--- RECORDS SHOWN ---

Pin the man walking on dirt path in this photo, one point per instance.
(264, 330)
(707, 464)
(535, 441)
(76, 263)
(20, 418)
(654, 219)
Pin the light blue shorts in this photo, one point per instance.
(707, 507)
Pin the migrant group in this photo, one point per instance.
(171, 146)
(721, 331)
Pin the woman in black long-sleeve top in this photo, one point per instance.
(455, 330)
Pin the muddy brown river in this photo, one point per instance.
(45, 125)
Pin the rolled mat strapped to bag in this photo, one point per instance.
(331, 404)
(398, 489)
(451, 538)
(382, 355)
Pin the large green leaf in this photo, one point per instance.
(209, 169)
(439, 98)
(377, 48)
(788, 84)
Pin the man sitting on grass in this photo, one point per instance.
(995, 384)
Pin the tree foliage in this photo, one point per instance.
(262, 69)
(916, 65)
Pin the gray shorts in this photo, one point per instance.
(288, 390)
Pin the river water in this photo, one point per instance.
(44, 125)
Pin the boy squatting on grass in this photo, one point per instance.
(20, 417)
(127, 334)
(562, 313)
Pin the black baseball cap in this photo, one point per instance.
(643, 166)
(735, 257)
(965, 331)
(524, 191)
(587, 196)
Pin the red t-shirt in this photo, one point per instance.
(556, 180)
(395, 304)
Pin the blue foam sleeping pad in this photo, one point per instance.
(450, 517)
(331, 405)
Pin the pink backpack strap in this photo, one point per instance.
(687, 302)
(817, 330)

---
--- RECORDS SHOWN ---

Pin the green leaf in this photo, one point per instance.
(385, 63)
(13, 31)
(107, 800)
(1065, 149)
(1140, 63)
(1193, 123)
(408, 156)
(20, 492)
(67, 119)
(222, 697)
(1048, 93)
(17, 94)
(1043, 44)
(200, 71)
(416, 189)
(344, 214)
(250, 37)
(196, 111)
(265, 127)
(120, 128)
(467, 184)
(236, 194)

---
--- RECORDS SHOWN ---

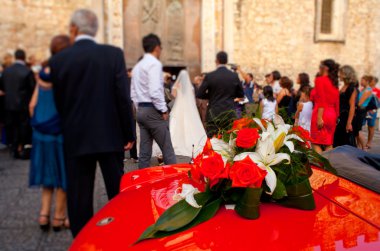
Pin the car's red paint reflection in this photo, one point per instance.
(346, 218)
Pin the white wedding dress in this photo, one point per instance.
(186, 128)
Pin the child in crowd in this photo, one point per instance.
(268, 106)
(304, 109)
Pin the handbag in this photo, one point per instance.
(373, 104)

---

### BRIEF
Collect each line of the records that contains the word "blue". Matching is case-sensitive.

### REPLY
Pin the light blue shorts in this photo, one point per instance.
Pin the blue foam sleeping pad in this photo, one point per instance.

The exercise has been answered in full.